- [Given data]:
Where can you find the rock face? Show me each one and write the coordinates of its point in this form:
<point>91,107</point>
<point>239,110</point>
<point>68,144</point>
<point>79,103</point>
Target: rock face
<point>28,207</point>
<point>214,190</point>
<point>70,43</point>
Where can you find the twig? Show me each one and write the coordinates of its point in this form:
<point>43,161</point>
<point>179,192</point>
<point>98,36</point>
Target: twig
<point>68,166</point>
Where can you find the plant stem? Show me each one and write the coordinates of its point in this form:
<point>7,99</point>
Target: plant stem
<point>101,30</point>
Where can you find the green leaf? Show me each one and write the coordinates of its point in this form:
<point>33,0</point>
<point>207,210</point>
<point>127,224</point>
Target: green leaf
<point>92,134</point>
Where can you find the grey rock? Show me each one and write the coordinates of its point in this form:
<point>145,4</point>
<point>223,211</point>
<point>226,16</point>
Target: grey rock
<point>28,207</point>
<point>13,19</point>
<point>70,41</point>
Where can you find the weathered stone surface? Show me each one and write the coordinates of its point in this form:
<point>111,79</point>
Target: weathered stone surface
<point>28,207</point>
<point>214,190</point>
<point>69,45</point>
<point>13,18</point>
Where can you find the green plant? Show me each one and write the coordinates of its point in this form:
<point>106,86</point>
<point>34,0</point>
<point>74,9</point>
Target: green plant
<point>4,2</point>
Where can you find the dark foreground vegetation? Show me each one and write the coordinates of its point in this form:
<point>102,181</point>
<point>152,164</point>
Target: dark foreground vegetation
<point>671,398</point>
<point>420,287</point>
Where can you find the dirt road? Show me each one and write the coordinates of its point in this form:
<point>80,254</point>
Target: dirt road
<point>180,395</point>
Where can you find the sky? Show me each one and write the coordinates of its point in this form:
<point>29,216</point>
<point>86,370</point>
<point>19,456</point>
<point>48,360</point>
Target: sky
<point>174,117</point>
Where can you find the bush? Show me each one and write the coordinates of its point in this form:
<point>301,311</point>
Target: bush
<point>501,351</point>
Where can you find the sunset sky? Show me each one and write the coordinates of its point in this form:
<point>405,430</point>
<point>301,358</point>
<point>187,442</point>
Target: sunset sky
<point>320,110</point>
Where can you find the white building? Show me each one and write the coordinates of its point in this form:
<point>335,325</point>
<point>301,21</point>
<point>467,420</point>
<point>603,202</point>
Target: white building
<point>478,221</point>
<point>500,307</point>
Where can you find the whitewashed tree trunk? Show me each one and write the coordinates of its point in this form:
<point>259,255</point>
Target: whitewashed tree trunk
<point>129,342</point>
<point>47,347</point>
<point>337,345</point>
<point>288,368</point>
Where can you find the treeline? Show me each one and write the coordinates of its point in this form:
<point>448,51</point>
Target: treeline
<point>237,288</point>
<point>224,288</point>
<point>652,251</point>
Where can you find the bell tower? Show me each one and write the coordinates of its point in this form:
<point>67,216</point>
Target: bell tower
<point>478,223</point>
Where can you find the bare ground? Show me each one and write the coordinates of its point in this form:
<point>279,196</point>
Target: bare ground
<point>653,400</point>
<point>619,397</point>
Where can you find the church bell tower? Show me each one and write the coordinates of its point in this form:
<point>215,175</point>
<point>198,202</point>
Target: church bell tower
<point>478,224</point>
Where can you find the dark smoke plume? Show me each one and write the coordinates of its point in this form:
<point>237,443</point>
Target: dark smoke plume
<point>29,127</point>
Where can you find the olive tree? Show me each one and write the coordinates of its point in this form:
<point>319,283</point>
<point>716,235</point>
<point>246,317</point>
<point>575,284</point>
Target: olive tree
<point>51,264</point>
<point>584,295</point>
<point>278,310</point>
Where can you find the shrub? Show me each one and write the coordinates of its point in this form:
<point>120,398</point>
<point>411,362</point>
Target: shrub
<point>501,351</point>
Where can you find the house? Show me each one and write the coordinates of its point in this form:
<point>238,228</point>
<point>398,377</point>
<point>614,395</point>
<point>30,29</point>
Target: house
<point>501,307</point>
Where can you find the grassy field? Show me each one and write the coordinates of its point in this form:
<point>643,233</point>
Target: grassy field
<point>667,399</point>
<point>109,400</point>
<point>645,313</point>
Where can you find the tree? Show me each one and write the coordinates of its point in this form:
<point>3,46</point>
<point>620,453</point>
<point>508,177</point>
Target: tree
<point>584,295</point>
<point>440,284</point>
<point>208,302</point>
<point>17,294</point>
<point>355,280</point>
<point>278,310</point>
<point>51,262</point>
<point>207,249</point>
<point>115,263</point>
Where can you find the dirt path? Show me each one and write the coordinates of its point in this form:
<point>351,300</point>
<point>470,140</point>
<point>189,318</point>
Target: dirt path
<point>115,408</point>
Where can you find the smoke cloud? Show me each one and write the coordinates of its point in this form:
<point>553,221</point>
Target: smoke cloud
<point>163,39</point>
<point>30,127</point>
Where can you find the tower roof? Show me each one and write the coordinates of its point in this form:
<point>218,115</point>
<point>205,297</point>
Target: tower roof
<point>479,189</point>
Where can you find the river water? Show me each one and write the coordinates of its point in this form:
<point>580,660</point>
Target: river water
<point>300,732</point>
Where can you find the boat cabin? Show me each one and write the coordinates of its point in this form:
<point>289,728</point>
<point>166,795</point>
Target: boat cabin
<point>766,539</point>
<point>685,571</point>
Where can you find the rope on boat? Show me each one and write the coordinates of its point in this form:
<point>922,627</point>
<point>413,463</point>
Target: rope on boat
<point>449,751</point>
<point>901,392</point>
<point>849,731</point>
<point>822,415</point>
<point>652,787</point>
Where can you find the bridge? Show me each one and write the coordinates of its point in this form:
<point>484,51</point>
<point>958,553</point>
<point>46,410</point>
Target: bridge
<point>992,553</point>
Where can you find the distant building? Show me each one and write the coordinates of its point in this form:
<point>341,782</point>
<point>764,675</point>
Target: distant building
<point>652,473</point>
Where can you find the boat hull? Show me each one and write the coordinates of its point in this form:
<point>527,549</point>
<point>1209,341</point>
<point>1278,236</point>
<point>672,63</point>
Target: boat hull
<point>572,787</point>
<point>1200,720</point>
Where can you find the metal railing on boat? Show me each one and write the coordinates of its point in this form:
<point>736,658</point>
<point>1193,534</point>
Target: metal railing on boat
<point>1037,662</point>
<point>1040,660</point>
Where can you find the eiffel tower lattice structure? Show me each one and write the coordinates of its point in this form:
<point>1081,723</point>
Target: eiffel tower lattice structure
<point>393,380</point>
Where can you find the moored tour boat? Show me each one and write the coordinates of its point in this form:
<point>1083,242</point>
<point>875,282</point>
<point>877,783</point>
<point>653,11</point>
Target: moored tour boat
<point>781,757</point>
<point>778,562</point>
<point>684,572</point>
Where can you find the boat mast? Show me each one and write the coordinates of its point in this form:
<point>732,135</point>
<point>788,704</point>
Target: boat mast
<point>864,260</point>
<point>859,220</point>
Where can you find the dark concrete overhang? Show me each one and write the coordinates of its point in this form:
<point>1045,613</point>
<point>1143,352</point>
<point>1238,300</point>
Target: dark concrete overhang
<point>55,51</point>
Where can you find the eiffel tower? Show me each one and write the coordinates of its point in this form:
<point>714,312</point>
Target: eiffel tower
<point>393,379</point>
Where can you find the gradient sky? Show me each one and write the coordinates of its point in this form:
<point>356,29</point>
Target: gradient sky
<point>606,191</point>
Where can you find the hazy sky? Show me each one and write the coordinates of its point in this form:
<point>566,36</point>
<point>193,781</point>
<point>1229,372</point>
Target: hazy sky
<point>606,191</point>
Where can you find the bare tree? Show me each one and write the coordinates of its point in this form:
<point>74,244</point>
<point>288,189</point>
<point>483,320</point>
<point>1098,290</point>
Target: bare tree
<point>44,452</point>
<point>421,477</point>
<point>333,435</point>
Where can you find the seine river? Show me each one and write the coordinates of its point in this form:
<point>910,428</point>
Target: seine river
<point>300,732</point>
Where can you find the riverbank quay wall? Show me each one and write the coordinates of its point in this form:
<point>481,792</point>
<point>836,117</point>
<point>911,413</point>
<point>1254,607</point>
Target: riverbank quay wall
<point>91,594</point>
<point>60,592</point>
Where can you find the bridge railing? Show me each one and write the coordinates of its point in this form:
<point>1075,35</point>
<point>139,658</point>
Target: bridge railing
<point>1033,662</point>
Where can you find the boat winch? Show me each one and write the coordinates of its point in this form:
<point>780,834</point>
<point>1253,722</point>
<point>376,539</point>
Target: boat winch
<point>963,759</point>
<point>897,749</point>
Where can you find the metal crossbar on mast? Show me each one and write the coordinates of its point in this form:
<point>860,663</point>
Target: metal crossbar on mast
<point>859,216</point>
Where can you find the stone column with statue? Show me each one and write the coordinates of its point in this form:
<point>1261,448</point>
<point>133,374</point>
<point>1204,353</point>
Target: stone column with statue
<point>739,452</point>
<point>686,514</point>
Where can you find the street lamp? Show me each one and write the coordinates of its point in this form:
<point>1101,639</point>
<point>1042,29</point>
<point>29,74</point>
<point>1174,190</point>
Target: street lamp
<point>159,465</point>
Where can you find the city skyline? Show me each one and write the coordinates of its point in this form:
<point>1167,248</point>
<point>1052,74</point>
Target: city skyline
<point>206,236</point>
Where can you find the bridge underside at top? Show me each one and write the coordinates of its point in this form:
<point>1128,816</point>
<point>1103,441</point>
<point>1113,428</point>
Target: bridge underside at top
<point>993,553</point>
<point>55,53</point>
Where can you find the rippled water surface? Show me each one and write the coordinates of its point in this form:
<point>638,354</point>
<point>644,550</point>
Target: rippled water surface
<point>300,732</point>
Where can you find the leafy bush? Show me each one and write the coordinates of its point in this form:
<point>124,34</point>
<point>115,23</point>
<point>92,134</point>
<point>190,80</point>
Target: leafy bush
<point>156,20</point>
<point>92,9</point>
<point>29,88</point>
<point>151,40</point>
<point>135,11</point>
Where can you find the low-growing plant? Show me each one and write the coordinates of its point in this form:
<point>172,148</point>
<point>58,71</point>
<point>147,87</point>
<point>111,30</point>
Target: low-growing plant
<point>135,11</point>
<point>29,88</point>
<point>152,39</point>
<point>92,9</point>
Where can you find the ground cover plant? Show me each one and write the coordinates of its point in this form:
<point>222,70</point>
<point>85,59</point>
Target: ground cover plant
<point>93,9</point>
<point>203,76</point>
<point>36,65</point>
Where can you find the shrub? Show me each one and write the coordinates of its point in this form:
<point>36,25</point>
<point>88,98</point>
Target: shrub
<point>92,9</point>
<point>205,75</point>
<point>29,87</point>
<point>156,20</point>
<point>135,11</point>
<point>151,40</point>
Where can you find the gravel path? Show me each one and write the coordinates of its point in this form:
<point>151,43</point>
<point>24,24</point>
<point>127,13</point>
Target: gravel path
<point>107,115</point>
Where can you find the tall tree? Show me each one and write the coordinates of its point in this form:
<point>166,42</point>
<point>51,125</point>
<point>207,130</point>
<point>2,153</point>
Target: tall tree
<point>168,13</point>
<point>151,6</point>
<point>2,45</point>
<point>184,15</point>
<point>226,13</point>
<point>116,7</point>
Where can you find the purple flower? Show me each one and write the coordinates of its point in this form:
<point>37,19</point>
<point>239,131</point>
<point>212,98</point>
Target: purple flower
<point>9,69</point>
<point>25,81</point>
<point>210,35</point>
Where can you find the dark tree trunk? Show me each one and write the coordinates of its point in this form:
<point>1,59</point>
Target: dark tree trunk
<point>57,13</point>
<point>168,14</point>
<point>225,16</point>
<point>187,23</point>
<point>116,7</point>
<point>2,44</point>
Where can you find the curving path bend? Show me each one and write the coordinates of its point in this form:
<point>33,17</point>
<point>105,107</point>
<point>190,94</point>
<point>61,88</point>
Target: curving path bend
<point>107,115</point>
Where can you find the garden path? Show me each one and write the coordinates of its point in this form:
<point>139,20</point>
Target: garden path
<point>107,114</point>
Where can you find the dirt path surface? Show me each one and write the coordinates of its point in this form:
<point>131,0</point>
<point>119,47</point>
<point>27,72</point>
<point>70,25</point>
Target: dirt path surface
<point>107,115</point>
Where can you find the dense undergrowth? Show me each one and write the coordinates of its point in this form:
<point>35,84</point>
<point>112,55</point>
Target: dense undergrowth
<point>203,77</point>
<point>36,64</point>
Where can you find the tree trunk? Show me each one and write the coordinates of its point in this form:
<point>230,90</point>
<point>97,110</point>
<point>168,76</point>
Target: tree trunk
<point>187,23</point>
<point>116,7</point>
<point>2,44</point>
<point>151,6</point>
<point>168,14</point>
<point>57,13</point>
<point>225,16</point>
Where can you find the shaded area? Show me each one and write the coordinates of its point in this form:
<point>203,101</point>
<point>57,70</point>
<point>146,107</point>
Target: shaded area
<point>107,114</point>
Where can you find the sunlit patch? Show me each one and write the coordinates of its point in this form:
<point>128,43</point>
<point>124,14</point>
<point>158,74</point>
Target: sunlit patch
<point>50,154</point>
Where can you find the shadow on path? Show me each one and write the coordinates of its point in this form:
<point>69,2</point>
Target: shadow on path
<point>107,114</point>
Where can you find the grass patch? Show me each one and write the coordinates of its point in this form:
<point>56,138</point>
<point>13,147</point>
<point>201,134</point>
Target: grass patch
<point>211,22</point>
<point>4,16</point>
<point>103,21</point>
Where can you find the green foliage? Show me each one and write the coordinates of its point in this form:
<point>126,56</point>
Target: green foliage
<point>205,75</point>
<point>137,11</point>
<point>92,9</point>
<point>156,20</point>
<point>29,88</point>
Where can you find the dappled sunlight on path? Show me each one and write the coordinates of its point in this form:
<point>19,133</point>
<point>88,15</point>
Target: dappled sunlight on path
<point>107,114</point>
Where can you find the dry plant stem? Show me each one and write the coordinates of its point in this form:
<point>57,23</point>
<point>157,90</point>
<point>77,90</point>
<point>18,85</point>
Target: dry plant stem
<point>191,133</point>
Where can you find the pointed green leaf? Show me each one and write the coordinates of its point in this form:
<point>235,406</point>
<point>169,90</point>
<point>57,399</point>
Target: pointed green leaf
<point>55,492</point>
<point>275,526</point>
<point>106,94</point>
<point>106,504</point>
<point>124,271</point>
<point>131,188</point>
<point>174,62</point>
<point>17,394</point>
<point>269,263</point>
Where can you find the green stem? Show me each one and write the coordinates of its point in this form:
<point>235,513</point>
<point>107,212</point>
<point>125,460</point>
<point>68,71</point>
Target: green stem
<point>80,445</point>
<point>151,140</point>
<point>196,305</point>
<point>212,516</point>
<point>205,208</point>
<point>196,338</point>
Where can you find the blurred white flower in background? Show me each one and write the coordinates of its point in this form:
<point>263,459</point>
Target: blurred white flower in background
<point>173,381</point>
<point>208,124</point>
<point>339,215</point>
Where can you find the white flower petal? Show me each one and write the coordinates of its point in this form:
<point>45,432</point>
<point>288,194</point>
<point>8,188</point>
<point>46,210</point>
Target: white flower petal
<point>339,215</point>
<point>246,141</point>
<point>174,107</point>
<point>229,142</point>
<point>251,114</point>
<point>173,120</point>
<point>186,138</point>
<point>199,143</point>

- [The task]:
Above are the records; print exactly the lines from the line with "Where can you find the bell" to the line with "<point>508,177</point>", including both, and nothing else.

- [Exercise response]:
Where can you find the bell tower? Show me each one and write the coordinates of its point in this form:
<point>67,216</point>
Target: bell tower
<point>478,223</point>
Where can you find the bare ground? Show me each one and write the coordinates of its point in this form:
<point>279,196</point>
Target: bare ground
<point>653,400</point>
<point>619,397</point>
Where can you find the church bell tower? Show me each one and write the coordinates of its point in this form:
<point>215,175</point>
<point>198,202</point>
Target: church bell tower
<point>478,224</point>
Where can you find the dark smoke plume? Show me each one and write the coordinates of its point in this form:
<point>237,443</point>
Target: dark smoke plume
<point>29,127</point>
Where can you find the olive tree? Show me each one and write the coordinates of its point in this form:
<point>319,283</point>
<point>716,235</point>
<point>246,317</point>
<point>575,284</point>
Target: olive tree
<point>51,264</point>
<point>584,295</point>
<point>278,310</point>
Where can you find the shrub? Show me each one and write the coordinates of its point in this form:
<point>120,398</point>
<point>411,362</point>
Target: shrub
<point>501,351</point>
Where can you find the house? Show me each one and write the coordinates of its point in this form:
<point>238,228</point>
<point>398,377</point>
<point>614,395</point>
<point>30,29</point>
Target: house
<point>501,307</point>
Where can you find the grassy field? Show me each one and write the coordinates of its point in this form:
<point>643,233</point>
Target: grassy field
<point>667,399</point>
<point>109,400</point>
<point>645,313</point>
Where can you find the tree? Show me each one and write the coordinates of its point in this form:
<point>3,46</point>
<point>620,453</point>
<point>508,177</point>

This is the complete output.